Work instructions
Lay out the listing below as a Markdown table with two columns, No. and Text. Give each line its own numbered row and skip any blank lines.

★ ★ ★

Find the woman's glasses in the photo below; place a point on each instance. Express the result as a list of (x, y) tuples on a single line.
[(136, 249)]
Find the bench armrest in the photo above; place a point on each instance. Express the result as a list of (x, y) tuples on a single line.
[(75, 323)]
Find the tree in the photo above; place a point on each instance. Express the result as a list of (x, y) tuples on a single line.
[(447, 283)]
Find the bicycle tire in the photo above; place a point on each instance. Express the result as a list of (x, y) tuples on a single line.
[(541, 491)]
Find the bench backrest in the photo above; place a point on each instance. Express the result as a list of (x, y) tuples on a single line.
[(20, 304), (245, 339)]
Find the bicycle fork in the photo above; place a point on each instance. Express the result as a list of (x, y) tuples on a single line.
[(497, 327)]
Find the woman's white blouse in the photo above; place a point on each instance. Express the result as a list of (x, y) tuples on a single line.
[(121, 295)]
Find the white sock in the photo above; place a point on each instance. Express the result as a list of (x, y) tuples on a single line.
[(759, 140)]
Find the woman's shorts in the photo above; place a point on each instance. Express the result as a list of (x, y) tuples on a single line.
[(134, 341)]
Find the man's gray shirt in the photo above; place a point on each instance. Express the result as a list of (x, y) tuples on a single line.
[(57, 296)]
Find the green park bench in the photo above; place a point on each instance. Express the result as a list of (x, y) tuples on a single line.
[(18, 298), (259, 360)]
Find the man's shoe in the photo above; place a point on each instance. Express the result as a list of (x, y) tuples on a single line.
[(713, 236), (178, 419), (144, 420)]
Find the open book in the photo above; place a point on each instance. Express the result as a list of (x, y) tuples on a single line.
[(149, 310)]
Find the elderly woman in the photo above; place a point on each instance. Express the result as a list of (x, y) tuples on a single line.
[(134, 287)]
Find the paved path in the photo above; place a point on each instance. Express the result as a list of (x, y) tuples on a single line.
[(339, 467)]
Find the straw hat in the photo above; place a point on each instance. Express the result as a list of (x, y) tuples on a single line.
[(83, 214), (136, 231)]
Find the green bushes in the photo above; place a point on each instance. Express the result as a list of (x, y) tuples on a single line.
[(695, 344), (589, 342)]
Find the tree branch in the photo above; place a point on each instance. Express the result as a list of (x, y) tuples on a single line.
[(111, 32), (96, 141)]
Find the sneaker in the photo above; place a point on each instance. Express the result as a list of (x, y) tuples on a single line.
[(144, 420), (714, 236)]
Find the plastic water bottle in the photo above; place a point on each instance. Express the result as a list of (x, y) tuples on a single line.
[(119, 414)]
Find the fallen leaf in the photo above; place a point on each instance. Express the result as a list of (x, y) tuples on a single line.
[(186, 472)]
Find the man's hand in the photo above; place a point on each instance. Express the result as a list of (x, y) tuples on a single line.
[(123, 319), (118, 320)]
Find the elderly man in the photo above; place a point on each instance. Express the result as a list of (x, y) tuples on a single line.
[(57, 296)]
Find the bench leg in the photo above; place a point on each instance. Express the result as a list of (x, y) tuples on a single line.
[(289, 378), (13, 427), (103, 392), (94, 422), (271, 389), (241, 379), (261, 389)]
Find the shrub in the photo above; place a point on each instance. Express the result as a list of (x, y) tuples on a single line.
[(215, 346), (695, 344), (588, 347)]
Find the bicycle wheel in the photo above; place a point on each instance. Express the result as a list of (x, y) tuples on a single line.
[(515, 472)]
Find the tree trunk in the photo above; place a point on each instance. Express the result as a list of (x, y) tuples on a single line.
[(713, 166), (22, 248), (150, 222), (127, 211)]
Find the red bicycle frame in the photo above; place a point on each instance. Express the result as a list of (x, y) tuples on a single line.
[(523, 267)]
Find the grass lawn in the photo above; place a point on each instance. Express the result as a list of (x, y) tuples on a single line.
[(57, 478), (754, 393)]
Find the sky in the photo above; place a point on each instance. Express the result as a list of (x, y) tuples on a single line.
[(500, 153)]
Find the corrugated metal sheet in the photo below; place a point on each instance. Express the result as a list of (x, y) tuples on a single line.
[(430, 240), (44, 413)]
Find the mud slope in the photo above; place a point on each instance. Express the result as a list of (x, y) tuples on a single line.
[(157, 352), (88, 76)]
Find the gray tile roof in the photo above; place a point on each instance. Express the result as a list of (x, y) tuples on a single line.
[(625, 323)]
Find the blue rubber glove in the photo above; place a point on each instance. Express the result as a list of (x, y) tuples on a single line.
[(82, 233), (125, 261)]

★ ★ ★

Exercise answer
| No. | Text |
|---|---|
| 1 | Find the woman's glasses in the photo below; place a point on each instance. Express the result as a list of (x, y) tuples on a single line. |
| 2 | [(136, 249)] |
| 3 | Find the bench armrest in the photo above; place a point on each instance. Express the result as a list of (x, y) tuples on a single line. |
| 4 | [(75, 323)] |
| 5 | Find the tree in the photo above; place a point on each instance. Express the result as a list of (x, y) tuples on a single line. |
| 6 | [(447, 283)] |
| 7 | Find the bicycle tire in the photo above; place a point on each instance. Express the result as a list of (x, y) tuples on a single line. |
| 8 | [(541, 491)] |
| 9 | Find the bench backrest in the photo above; place a point on each instance. Express the result as a list of (x, y) tuples on a single line. |
| 10 | [(20, 304), (245, 339)] |
| 11 | Find the bicycle fork in the photo above; place a point on each instance. Express the result as a list of (x, y) tuples on a single line. |
| 12 | [(497, 327)] |
| 13 | Find the woman's white blouse in the photo above; place a point on each instance. Express the result as a list of (x, y) tuples on a single line. |
| 14 | [(121, 295)] |
| 15 | Find the white sock in the photo above; place a point on each instance. Express the result as a list of (x, y) tuples on a single line. |
| 16 | [(759, 140)] |
| 17 | Find the woman's shorts in the photo above; place a point on each instance. Express the result as a list of (x, y) tuples on a single line. |
| 18 | [(134, 341)] |
| 19 | Find the man's gray shirt in the photo above; place a point on each instance. Express the result as a list of (x, y) tuples on a single line. |
| 20 | [(57, 296)] |
| 21 | Find the green park bench in the photo above; place a point on each instance. Express the result as a list of (x, y) tuples on a single line. |
| 22 | [(18, 298), (259, 360)] |
| 23 | Find the man's shoe in the photo above; place a point on each instance. Express the result as a list of (x, y) tuples on a single line. |
| 24 | [(713, 236), (178, 419), (144, 420)] |
| 25 | Find the open book in the photo above; place a point on each instance. Express the result as a list of (x, y) tuples on a single line. |
| 26 | [(149, 310)] |
| 27 | Find the elderly woman in the photo above; place a point on each instance. Express the result as a list of (x, y) tuples on a single line. |
| 28 | [(134, 287)] |
| 29 | Find the paved path in the photo above; place a point on each instance. Express the result as a list of (x, y) tuples on a single line. |
| 30 | [(339, 467)] |
| 31 | Find the straw hat in the photo above; place a point on each instance. Express the result as a list of (x, y) tuples on a single line. |
| 32 | [(83, 214), (136, 231)] |
| 33 | Find the green bushes in the photo above; place a point on each instance. Express the result as a list of (x, y) tuples on a single line. |
| 34 | [(695, 344), (589, 342)] |
| 35 | Find the tree branch in the photo above; place a point on each instance. Express the result as a list of (x, y) tuples on a single line. |
| 36 | [(111, 32), (96, 141)] |
| 37 | Find the sneaker in the photo above; place a point on each instance. Express the result as a list of (x, y) tuples on a single line. |
| 38 | [(144, 420), (714, 236)] |
| 39 | Find the plastic water bottle in the photo above; place a point on each instance. Express the result as a list of (x, y) tuples on a single line. |
| 40 | [(119, 414)] |
| 41 | Find the fallen leaf in the photo above; place a point on each instance. Express the result as a list of (x, y) tuples on a single line. |
| 42 | [(186, 472)] |
| 43 | Find the man's hand in the photo above; place a point on each instance. Express the result as a list of (x, y) tuples on a single line. |
| 44 | [(123, 319), (118, 320)] |
| 45 | Find the elderly man in the photo above; place a point on each instance. Express the result as a list of (x, y) tuples on a single line. |
| 46 | [(57, 296)] |
| 47 | Find the bench leg in the photo above; place a point on each instance. Express the result as a list of (x, y) tuples on a single line. |
| 48 | [(289, 378), (13, 427), (103, 392), (94, 422), (271, 389), (241, 379), (261, 389)] |
| 49 | Find the shrub in the photo above; place a point on each instance. Express the result as a list of (x, y) tuples on a single line. |
| 50 | [(215, 346), (695, 344), (588, 347)] |
| 51 | Find the bicycle wheel in the photo above; place a point on each instance. Express the result as a list of (x, y) tuples on a single line. |
| 52 | [(515, 472)] |
| 53 | Find the tree trunk in the photo above; place a point on each instance. Express the result as a list of (x, y) tuples on a single line. |
| 54 | [(713, 166), (22, 248), (150, 222), (127, 211)] |
| 55 | Find the red bicycle frame in the photo above; place a point on each instance. Express the result as a list of (x, y) tuples on a single line. |
| 56 | [(523, 267)] |
| 57 | Find the grass lawn in the photo above; place a point on each instance. Express the result as a list of (x, y) tuples on a single line. |
| 58 | [(57, 478), (754, 393)] |
| 59 | Find the sky in the photo above; place a point on each instance. Express the result as a list of (x, y) tuples on a single line. |
| 60 | [(500, 153)] |
| 61 | Find the corrugated metal sheet in the photo below; place a point on each instance. Express the result as a list of (x, y) tuples on a single line. |
| 62 | [(430, 240), (44, 413)] |
| 63 | Find the mud slope in the photo above; place a point on each instance. Express the result as a list of (x, y) tuples on a single line. |
| 64 | [(157, 352), (88, 76)] |
| 65 | Find the gray tile roof in the photo above; place a point on each instance. Express the result as a list of (x, y) tuples on a single line. |
| 66 | [(625, 323)] |
| 67 | Find the blue rubber glove in the photo above; place a point on each instance. Express the result as a list of (x, y) tuples on a single line. |
| 68 | [(82, 233), (125, 261)] |